- Action item: Word for word, restate the records that come next, omitting the images.

- Data in this exercise:
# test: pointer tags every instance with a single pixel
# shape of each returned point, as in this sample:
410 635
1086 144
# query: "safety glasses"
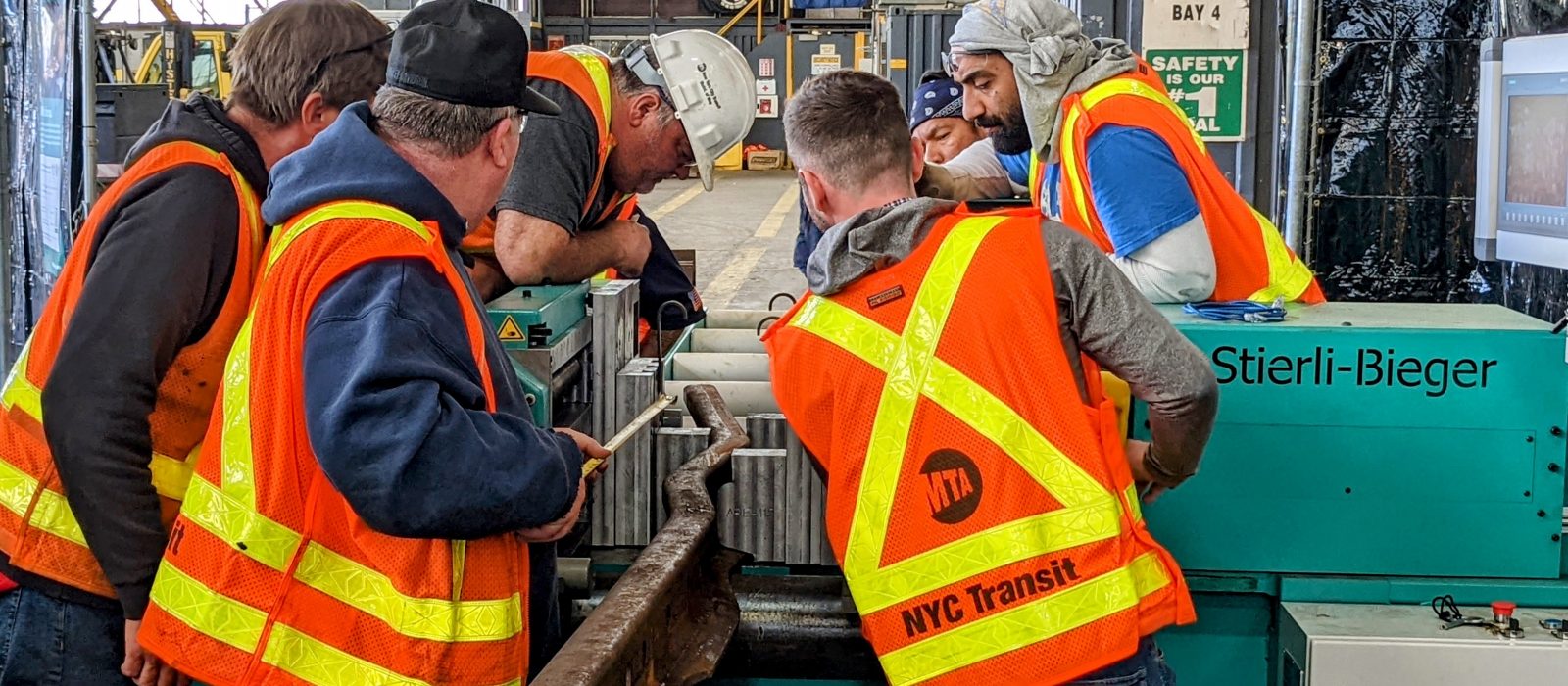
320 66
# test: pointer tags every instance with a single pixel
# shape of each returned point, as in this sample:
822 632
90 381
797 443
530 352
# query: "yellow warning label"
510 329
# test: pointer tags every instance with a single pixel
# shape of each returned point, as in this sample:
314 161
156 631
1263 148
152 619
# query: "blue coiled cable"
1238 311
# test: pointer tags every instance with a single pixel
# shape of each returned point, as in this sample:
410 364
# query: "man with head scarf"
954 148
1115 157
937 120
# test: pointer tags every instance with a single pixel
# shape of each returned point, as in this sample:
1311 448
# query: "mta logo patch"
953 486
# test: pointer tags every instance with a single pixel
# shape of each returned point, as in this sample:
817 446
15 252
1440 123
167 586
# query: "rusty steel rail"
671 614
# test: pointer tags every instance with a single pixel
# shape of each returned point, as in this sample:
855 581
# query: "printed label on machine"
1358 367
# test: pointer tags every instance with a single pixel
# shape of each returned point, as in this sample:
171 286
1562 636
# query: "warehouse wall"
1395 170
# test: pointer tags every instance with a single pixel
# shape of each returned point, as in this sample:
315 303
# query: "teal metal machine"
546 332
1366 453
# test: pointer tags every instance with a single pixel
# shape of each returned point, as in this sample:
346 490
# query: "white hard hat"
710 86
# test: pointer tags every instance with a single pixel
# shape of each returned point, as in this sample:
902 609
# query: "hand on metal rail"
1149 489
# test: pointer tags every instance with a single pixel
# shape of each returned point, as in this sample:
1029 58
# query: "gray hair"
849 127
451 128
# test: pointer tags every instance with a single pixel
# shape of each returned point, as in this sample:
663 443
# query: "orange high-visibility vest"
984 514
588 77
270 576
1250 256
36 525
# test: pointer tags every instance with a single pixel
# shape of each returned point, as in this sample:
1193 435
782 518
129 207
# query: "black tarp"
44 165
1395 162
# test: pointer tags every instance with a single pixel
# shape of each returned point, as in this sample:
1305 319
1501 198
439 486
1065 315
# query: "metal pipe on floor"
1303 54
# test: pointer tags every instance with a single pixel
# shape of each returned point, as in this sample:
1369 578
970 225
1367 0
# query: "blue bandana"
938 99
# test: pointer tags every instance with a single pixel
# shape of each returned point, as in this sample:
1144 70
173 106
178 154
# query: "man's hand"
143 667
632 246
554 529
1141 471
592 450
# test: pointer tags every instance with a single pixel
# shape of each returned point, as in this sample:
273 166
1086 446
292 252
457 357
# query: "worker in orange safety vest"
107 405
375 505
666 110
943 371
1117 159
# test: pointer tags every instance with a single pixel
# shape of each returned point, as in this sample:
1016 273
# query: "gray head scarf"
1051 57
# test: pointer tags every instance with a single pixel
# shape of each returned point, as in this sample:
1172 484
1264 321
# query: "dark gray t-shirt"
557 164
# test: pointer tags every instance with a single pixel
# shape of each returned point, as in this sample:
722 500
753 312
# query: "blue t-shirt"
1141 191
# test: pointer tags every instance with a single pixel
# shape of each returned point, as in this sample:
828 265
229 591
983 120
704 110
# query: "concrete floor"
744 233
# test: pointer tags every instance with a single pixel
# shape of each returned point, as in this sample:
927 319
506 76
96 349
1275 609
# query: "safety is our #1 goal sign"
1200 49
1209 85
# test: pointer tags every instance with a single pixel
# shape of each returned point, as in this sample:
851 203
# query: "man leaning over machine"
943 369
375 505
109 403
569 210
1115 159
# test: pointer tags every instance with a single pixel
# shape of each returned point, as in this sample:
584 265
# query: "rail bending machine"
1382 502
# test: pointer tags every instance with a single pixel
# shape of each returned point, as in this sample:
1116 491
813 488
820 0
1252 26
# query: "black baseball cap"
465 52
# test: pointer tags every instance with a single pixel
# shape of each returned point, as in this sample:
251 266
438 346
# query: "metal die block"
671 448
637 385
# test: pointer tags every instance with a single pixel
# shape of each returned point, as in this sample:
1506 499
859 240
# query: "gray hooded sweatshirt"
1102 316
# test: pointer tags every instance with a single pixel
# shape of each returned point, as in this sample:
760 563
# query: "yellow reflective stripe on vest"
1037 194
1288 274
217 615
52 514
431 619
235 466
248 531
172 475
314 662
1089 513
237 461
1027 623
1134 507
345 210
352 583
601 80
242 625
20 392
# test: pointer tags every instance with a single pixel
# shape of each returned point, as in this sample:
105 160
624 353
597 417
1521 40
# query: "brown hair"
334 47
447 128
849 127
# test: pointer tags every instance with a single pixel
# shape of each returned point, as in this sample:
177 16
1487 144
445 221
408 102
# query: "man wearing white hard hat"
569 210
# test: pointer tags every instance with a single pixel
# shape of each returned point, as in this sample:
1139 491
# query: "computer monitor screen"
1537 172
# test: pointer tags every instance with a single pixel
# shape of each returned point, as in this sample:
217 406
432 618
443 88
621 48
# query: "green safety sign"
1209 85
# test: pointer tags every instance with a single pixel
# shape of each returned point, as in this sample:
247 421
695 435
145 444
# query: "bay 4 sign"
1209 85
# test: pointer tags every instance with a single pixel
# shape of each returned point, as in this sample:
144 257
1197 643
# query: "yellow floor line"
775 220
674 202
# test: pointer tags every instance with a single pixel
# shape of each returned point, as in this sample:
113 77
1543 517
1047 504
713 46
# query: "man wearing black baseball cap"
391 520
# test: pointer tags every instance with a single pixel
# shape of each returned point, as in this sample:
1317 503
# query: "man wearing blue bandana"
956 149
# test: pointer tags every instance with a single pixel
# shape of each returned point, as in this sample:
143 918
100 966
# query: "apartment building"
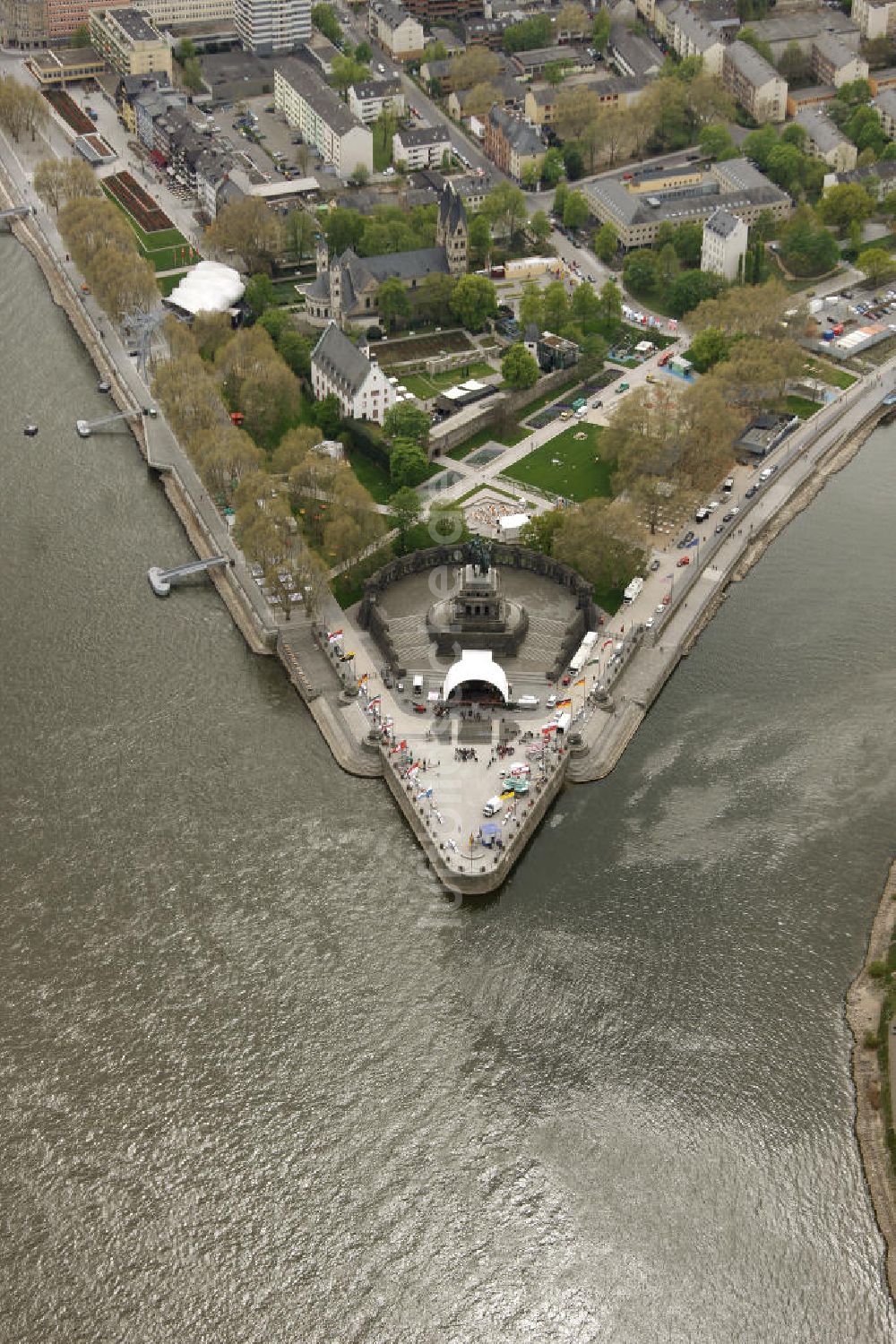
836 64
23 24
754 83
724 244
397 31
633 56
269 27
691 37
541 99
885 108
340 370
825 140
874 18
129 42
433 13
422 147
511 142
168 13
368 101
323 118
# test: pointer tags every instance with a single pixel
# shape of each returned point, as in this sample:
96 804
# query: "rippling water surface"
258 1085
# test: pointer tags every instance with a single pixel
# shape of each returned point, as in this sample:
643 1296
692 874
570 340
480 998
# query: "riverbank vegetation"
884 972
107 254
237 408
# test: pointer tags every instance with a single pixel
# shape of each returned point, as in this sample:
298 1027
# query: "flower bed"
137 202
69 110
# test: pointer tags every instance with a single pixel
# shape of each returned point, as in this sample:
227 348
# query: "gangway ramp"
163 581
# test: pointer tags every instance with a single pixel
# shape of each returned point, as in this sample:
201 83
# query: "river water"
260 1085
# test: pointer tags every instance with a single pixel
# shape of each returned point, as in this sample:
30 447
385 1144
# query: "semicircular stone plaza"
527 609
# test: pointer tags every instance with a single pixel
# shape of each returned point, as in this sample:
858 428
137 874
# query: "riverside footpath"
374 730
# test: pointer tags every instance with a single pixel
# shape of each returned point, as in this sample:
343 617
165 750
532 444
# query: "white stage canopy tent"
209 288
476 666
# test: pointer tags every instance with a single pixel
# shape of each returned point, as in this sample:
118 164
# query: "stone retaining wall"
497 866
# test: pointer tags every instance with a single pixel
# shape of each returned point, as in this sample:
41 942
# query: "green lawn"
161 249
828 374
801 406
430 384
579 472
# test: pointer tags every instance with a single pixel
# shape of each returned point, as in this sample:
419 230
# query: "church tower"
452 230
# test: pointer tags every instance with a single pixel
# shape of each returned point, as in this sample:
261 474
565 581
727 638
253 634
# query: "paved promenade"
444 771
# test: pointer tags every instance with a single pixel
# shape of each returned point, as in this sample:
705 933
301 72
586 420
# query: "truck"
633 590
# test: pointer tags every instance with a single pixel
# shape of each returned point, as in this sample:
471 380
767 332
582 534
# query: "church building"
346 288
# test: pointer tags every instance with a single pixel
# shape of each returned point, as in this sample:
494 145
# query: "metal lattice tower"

- Answer below:
# test: pointer tags every instance with a single pixel
# shape of each returned point, as in this sample:
410 635
1086 144
# query: "safety glasses"
320 66
# test: pointer tags every instance with a single pixel
# shape of each returned point, as in this sample:
822 632
90 381
797 443
530 352
# query: "yellow warning label"
510 329
# test: pointer tags every instance with a single pixel
# shape of each returned point, as in this sample:
314 161
156 631
1263 148
152 619
# query: "blue coiled cable"
1238 311
# test: pointer tags every instance with a single pixel
# shape of each returned point, as in this sample:
410 364
# query: "man with head scarf"
954 148
1115 157
937 120
# test: pointer tags every instance with a single pixel
# shape of each returned point, as in this sample:
1311 448
# query: "mta logo patch"
953 486
# test: pointer tags every instance with a single pixel
# shape of each returned point, as in this sample:
817 446
15 252
1440 123
167 586
# query: "rusty steel rail"
671 614
# test: pointer tags every instance with a single pixel
# shape of each returned point, as in this sample:
855 581
# query: "printed label on machine"
1358 367
# test: pointer tags every instance with a single pixel
# shape of each returned point, as in this sample:
171 286
1562 636
# query: "warehouse wall"
1395 170
# test: pointer tags every instance with a single pixel
# shape of each returned point, as in this sample:
315 303
# query: "teal metal machine"
546 332
1366 453
# test: pointer tags every instance with a single pixel
# shape of each returned point, as in this sample:
346 490
# query: "white hard hat"
710 86
# test: pointer tags every instance with a single pixel
# shape of each returned point, as in this sample:
902 609
# query: "hand on metal rail"
1149 489
# test: pointer tags every instance with a single pixel
# shape of each returned point, as in this sample:
1029 58
# query: "gray hair"
849 127
451 128
# test: pointer tags every instance with a single pixel
# shape of each returned point, as in this sample:
663 443
# query: "orange high-visibility vest"
984 514
588 77
270 576
1250 256
36 525
# test: pointer tags every instance with a single pixel
# shape of each returned point, as in this sample:
1193 435
782 518
129 207
# query: "black tarp"
44 165
1395 162
# test: pointer tags every instance with a single pixel
# shape of each returned point, as in this sample:
1305 319
1501 198
439 486
1065 315
# query: "metal pipe on floor"
1303 54
# test: pointer tags every instance with a single pixel
# shape of each returned point, as in this sample:
1369 578
970 225
1367 0
# query: "blue bandana"
938 99
# test: pointer tags every instance with a single pixel
# shape of each returned point, as in this sample:
1144 70
173 106
178 154
# query: "man's hand"
143 667
632 246
554 529
1141 471
592 450
# test: pointer tags every instance with a single pixel
# shape of each returned point, as in this sample:
273 166
1086 446
292 252
457 357
# query: "worker in orange safety vest"
107 405
375 505
666 110
943 371
1117 159
# test: pointer tags every instance with a single pixel
# shape of each returned point, as in this sample:
1016 273
# query: "gray head scarf"
1051 57
# test: pointer tags every instance with a single pixel
# shape of each returned point, as in this sample:
1172 484
1264 321
# query: "dark gray t-shirt"
557 164
# test: pointer tags every instance with a single pixel
# shape of each returned point, as in this sample:
722 500
753 312
# query: "blue t-shirt"
1141 191
# test: pointer tags every instance with a single pixel
# shape of each returned point, as in this sample:
828 265
229 591
983 120
704 110
# query: "concrete floor"
744 233
# test: pointer tags every instance with a single pixel
# shape of each returned point, as in this sample:
927 319
506 76
96 349
1275 609
# query: "safety is our #1 goal sign"
1200 49
1209 85
# test: pointer tags every instance with a single pixel
# shape of each returned point, as in this sample:
851 203
# query: "man leaning over machine"
943 369
375 505
109 403
569 210
1115 159
# test: pointer tags every instance with a single pixel
# shape of each returned point, as in this sample:
584 265
# query: "rail bending machine"
1382 502
# test: pointer tags every instance with a single pixel
# shape of each returned point, as in this sample:
1116 491
813 488
820 0
1252 26
# query: "black baseball cap"
465 52
# test: pointer tags every instance with a single pixel
# shape of each returned point, as in this sample:
251 266
438 346
# query: "metal die block"
671 448
637 385
# test: pointer tags every instance with a single pixel
# shape of each returned point, as in this sample:
1506 499
859 240
# query: "gray hooded sweatshirt"
1102 316
# test: pointer tags every instance with a single pixel
# shape of each returned point, as in this sample:
760 563
# query: "yellow reflective stripe on vest"
1037 194
1288 274
217 615
52 514
431 619
235 466
248 531
172 475
314 662
1089 513
237 461
1027 623
1134 507
345 210
352 583
601 80
242 625
20 392
# test: pointer tags every instance with a single pixel
# shape of each returned point, as in this sample:
105 160
624 353
597 417
1521 40
# query: "brown hair"
334 47
447 128
849 127
# test: pointer tags every instance with a single pixel
# shape of each returned point, as in this sample:
177 16
1487 144
445 221
408 102
# query: "man wearing white hard hat"
569 210
# test: pointer tags every instance with a single pixel
# shape of each returned point, as in this sample:
1139 491
# query: "computer monitor screen"
1537 172
# test: pointer tags every instance with a single pixel
# shape of each returned point, as in this sample:
217 406
432 618
443 88
621 48
# query: "green safety sign"
1209 85
# test: pointer tags every instance with a single pixel
# shape of each returned point, as in this sample:
247 421
695 435
145 444
# query: "bay 4 sign"
1209 85
# test: pointer tags every instance with a single pixel
# shape of each returned point, as in this sample:
144 257
1197 643
# query: "yellow floor line"
775 220
674 202
# test: pointer tags every instance with a single pixel
# shape of each returned point, as in this sample:
113 77
1543 517
1047 504
713 46
# query: "man wearing black baseball cap"
391 520
# test: pointer tags every instance with a single pixel
# shape of each returned point, as in this sample:
1317 503
# query: "man wearing blue bandana"
956 149
# test: pointer tags every instance with a single pixel
# shape of each returned point, as in this sample:
143 918
100 966
# query: "apartment building"
836 64
23 24
754 83
724 244
397 31
633 56
269 27
691 37
541 99
885 108
340 370
825 140
874 18
129 42
433 13
422 147
511 142
168 13
368 101
323 118
# test: pointer tags every instance with a single pixel
# shape of each returned point, as in this sample:
96 804
# query: "rippling water surface"
258 1085
# test: pointer tags every instance with a single pixel
# shape of each returned point, as in this sample:
643 1296
692 874
570 340
480 998
# query: "riverbank vegetation"
884 972
107 254
237 408
# test: pointer tags every instance with a single pixel
# shape of each returned point, as in this sample:
298 1027
# query: "flower bed"
137 202
69 110
# test: pointer tags every instance with a single pixel
# shape of each returned point, as in this sample:
227 348
# query: "gangway ramp"
163 581
# test: pointer tags every instance with a single pixel
# shape of each returned point, as in this sample:
201 83
# query: "river water"
260 1085
# test: pointer tags every instance with a single pixel
# shape of each returned point, as in this sample:
30 447
385 1144
# query: "semicircular stone plaza"
527 609
# test: pointer tags every instance with a single pixel
# shape of each returned point, as in this sample:
858 428
137 874
# query: "riverside footpath"
374 730
# test: pointer tags every instance with a single pixel
# shape of each returned point, as in this sample:
343 617
165 750
532 444
# query: "white stage canopy tent"
209 288
476 666
# test: pointer tags every instance with a single pixel
# shape of each returned point, as in this sample:
118 164
# query: "stone retaining wall"
497 866
# test: pointer tags every instance with a single pixel
# shape of each returned point, as in this sample:
41 942
# query: "green lawn"
161 249
828 374
801 406
430 384
579 472
# test: pointer tags every instance with a single pixel
# shape of each returned point, as in this sample:
419 230
# query: "church tower"
452 230
# test: pointer tags every instance with a single pixel
# shape of each returned point, as in this sample:
261 474
565 581
727 638
253 634
# query: "paved promenade"
444 771
# test: pointer tags every instance with a single pixel
# shape of each returned point, as in this sample:
705 933
301 72
586 420
# query: "truck"
633 590
# test: pointer tags every instance with a single pixel
# shape of each returned point, as in this sample:
471 380
767 332
582 534
# query: "church building"
346 288
# test: pointer tags every instance with a single pixel
# shape of each returned point, as in this sample:
494 145
# query: "metal lattice tower"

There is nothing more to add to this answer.